Lines with the word "this" in them must be copied from the records below.

BEGIN SOURCE INFORMATION

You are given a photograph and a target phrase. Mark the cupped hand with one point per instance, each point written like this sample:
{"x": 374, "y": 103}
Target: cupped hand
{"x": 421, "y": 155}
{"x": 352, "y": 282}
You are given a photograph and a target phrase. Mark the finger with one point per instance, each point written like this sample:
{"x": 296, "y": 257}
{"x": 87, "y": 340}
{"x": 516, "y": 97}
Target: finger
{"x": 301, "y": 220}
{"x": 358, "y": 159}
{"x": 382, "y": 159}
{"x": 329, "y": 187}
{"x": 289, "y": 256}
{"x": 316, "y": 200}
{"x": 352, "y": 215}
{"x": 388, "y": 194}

END SOURCE INFORMATION

WRITTEN SOLUTION |
You are given a photograph and a target phrase. Mark the cupped hand with one point per instance, each point written like this sample:
You are given a photograph and a target phrase. Mark the finger with one point per instance, each point written like this sample:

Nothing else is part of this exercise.